■ **TASK OBJECTIVE**: Recast all of the material below as a Markdown table with the columns "No." and "Line", one row per line, numbered in order, and omit any blank lines. Leave the pictures out of your answer.

■ **RECORDS FOR THIS TASK**:
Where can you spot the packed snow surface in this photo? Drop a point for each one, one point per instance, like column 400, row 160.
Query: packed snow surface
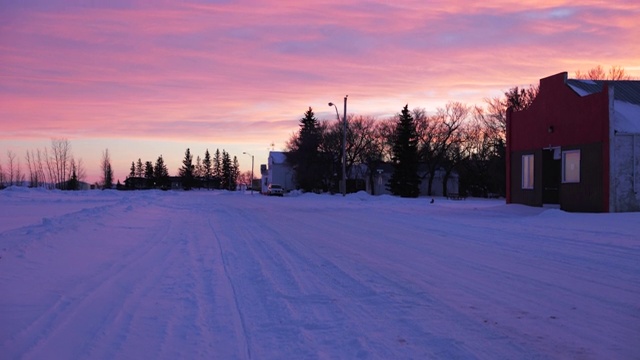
column 216, row 275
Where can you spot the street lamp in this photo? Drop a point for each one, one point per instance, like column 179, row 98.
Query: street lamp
column 246, row 153
column 343, row 183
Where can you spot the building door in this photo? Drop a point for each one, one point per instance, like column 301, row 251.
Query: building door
column 551, row 175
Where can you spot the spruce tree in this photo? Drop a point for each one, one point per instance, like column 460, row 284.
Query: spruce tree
column 139, row 168
column 149, row 174
column 161, row 173
column 405, row 180
column 304, row 156
column 225, row 181
column 207, row 167
column 186, row 171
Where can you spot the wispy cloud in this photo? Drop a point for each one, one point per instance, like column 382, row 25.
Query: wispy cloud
column 249, row 69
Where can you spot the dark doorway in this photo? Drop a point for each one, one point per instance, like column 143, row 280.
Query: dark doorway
column 551, row 176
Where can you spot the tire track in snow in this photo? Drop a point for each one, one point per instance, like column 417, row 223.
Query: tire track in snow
column 240, row 326
column 60, row 324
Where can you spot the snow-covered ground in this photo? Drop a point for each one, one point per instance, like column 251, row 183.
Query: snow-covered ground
column 204, row 275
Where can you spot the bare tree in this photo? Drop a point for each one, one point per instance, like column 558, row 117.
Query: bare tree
column 32, row 164
column 598, row 73
column 438, row 134
column 11, row 167
column 59, row 161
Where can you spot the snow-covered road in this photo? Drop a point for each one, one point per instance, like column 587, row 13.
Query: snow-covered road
column 168, row 275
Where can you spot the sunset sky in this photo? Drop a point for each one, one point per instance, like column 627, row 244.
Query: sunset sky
column 148, row 78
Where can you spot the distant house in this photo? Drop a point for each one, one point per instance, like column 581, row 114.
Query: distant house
column 277, row 171
column 576, row 146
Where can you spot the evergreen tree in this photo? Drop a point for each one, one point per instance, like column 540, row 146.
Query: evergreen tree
column 186, row 171
column 107, row 172
column 198, row 171
column 139, row 168
column 73, row 183
column 108, row 180
column 404, row 180
column 160, row 173
column 149, row 174
column 304, row 153
column 227, row 170
column 217, row 169
column 235, row 173
column 207, row 167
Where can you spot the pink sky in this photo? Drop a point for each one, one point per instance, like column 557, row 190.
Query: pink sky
column 145, row 78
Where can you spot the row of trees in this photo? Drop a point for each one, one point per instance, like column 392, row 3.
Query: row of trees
column 55, row 167
column 470, row 140
column 52, row 167
column 217, row 172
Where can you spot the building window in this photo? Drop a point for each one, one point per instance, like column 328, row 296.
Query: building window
column 527, row 171
column 571, row 166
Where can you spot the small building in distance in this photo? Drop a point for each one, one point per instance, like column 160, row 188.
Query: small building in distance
column 277, row 171
column 577, row 146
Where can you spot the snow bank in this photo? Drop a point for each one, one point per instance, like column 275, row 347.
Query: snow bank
column 209, row 274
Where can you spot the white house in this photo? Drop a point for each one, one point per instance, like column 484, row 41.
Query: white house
column 277, row 171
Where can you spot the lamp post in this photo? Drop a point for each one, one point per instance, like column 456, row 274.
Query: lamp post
column 246, row 153
column 343, row 183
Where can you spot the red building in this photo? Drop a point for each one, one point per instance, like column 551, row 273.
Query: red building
column 577, row 145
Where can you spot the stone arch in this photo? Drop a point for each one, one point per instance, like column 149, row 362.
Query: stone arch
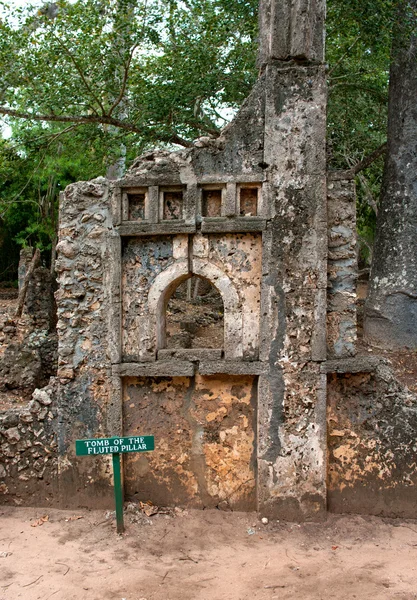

■ **TASK SOLUTION**:
| No. | Line |
|---|---|
| 1 | Where can you spot the packed snow surface in this photo? Drop a point for each one, one point per instance, like column 400, row 160. |
| 2 | Query: packed snow surface |
| 3 | column 216, row 275 |
| 4 | Where can you spot the street lamp in this photo? Drop a point for each one, one point per instance, like column 179, row 98. |
| 5 | Query: street lamp |
| 6 | column 246, row 153 |
| 7 | column 343, row 183 |
| 8 | Where can you spot the building door in this photo? Drop a point for each one, one point per instance, like column 301, row 251. |
| 9 | Query: building door |
| 10 | column 551, row 175 |
| 11 | Where can you spot the spruce tree in this photo? Drop a point for each one, one point per instance, like column 460, row 284. |
| 12 | Query: spruce tree |
| 13 | column 139, row 168 |
| 14 | column 149, row 174 |
| 15 | column 161, row 173 |
| 16 | column 405, row 180 |
| 17 | column 304, row 156 |
| 18 | column 225, row 181 |
| 19 | column 207, row 167 |
| 20 | column 186, row 171 |
| 21 | Where can you spot the wispy cloud in this photo? Drop a point for each one, one point per instance, like column 382, row 25. |
| 22 | Query: wispy cloud |
| 23 | column 249, row 69 |
| 24 | Where can you spot the dark doorway in this photo? Drop a point for each one, one point per instance, like column 143, row 280. |
| 25 | Query: dark doorway |
| 26 | column 551, row 176 |
| 27 | Where can you spot the tire track in snow in this photo? Drop a point for each one, one point per instance, like column 417, row 223. |
| 28 | Query: tire track in snow |
| 29 | column 240, row 326 |
| 30 | column 60, row 324 |
| 31 | Where can you spot the snow-covered ground in this photo? Drop a point for each one, one point per instance, like column 251, row 183. |
| 32 | Query: snow-covered ground |
| 33 | column 204, row 275 |
| 34 | Where can you spot the bare tree in this photo? Drop a point for each one, one point per instance, like column 558, row 117. |
| 35 | Query: bare tree |
| 36 | column 32, row 164 |
| 37 | column 598, row 73 |
| 38 | column 438, row 134 |
| 39 | column 11, row 167 |
| 40 | column 59, row 161 |
| 41 | Where can you spot the snow-covered road in this photo? Drop a point for each one, one point per instance, like column 587, row 13. |
| 42 | Query: snow-covered road |
| 43 | column 168, row 275 |
| 44 | Where can you spot the sunset sky in this photo? Drop a point for each one, one point per instance, like column 627, row 244. |
| 45 | Query: sunset sky |
| 46 | column 148, row 78 |
| 47 | Where can you spot the distant house in this photo? Drop a point for each one, one point per instance, like column 581, row 114. |
| 48 | Query: distant house |
| 49 | column 277, row 171 |
| 50 | column 576, row 146 |
| 51 | Where can you spot the evergreen tree in this photo? Drop a point for each one, one point per instance, like column 540, row 146. |
| 52 | Query: evergreen tree |
| 53 | column 186, row 171 |
| 54 | column 107, row 172 |
| 55 | column 198, row 171 |
| 56 | column 139, row 168 |
| 57 | column 73, row 183 |
| 58 | column 108, row 180 |
| 59 | column 404, row 180 |
| 60 | column 160, row 173 |
| 61 | column 149, row 174 |
| 62 | column 304, row 153 |
| 63 | column 227, row 170 |
| 64 | column 217, row 169 |
| 65 | column 235, row 173 |
| 66 | column 207, row 167 |
| 67 | Where can you spot the pink sky in this photo? Drop a point for each one, one point per instance, like column 557, row 190. |
| 68 | Query: pink sky |
| 69 | column 145, row 78 |
| 70 | Where can you spot the row of trees in this photo? Drop a point for each one, one point per instance, like column 392, row 3. |
| 71 | Query: row of trees |
| 72 | column 55, row 167 |
| 73 | column 470, row 140 |
| 74 | column 52, row 167 |
| 75 | column 217, row 172 |
| 76 | Where can you spot the building window in this photo? Drop a point for each one, one point per instance, like column 328, row 296. |
| 77 | Query: building window |
| 78 | column 527, row 171 |
| 79 | column 571, row 166 |
| 80 | Where can you spot the small building in distance in this photo? Drop a point for each one, one point per instance, like column 160, row 188. |
| 81 | Query: small building in distance |
| 82 | column 277, row 171 |
| 83 | column 577, row 146 |
| 84 | Where can you spot the snow bank in this photo? Drop a point for each one, one point per instance, like column 275, row 347. |
| 85 | Query: snow bank |
| 86 | column 209, row 274 |
| 87 | Where can you spot the white house in this photo? Drop a point for each one, one point per instance, like column 484, row 41. |
| 88 | Query: white house |
| 89 | column 277, row 171 |
| 90 | Where can you spot the lamp post in this photo? Drop a point for each one, one point per instance, like column 456, row 274. |
| 91 | Query: lamp post |
| 92 | column 246, row 153 |
| 93 | column 343, row 183 |
| 94 | Where can you spot the red building in this photo? Drop a point for each one, one point per instance, like column 551, row 273. |
| 95 | Query: red building |
| 96 | column 577, row 145 |
| 97 | Where can you spot the stone arch in this photo? Drop a point for each one, one point per instance, like column 149, row 362. |
| 98 | Query: stone arch |